» Directive: Count the lines of the records that contain the word "pink" and give only that number.

__________

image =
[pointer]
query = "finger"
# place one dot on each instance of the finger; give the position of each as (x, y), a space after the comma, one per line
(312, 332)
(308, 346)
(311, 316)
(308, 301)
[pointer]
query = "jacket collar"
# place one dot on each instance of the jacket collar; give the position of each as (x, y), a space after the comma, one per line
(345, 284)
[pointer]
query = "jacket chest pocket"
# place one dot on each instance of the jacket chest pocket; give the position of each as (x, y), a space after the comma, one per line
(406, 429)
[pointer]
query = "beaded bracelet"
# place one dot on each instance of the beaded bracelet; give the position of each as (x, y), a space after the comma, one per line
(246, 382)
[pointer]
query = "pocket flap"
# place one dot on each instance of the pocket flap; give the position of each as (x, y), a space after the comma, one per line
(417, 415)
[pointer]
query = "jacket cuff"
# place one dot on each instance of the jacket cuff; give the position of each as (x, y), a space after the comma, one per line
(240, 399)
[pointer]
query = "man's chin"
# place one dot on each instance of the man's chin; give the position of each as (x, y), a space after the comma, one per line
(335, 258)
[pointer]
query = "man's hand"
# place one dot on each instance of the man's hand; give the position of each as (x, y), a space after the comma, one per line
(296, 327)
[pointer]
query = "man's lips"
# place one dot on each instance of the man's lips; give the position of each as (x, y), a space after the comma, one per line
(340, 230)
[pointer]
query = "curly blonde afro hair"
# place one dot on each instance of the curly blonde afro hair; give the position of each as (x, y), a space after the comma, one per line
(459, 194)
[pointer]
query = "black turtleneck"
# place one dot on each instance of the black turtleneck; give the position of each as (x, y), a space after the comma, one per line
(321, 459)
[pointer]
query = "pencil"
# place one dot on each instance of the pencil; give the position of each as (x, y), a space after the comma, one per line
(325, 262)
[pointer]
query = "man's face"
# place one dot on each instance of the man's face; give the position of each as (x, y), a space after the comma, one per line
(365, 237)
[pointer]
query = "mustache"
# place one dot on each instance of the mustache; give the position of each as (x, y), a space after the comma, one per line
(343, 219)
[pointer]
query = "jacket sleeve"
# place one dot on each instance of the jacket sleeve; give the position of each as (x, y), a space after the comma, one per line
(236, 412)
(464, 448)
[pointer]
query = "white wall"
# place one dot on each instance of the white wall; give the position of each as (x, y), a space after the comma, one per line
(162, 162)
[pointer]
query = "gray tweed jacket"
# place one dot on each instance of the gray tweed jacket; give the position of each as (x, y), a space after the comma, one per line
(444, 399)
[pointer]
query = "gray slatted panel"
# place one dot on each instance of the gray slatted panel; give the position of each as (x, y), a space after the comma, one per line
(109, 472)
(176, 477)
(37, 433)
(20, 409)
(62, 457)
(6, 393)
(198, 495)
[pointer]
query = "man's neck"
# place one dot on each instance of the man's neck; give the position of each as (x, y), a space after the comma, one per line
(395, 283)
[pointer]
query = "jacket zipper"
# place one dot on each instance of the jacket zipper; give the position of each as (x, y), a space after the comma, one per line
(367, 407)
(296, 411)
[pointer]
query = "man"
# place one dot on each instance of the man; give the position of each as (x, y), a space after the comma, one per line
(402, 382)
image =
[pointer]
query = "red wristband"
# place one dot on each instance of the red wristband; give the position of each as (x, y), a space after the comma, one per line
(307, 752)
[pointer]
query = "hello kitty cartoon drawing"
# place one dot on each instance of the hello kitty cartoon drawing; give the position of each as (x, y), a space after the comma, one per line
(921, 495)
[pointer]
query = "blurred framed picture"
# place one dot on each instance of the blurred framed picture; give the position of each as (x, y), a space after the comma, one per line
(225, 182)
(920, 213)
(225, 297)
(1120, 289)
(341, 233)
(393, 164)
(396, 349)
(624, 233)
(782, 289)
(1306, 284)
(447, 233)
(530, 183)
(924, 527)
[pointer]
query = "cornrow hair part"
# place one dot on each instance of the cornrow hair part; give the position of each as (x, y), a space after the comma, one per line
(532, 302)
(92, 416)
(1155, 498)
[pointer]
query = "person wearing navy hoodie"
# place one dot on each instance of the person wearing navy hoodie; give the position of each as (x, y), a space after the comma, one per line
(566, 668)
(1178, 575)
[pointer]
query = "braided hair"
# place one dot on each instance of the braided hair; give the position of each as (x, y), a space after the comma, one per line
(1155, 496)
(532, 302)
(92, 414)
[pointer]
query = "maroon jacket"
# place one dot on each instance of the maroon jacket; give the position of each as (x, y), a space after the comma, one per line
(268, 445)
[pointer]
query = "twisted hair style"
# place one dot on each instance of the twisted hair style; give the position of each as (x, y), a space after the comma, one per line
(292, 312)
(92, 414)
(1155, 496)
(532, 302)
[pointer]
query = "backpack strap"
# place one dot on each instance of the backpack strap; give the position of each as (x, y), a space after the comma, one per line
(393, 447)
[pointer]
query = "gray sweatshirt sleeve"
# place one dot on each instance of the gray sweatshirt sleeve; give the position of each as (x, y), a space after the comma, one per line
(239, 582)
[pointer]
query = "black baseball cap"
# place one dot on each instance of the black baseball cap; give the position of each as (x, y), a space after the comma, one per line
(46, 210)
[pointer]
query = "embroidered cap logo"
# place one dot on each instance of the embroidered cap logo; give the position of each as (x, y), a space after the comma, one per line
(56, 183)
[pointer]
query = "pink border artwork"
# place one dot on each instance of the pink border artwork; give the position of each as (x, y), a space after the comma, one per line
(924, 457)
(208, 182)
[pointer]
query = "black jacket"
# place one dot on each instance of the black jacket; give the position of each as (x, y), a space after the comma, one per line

__________

» Full answer: 2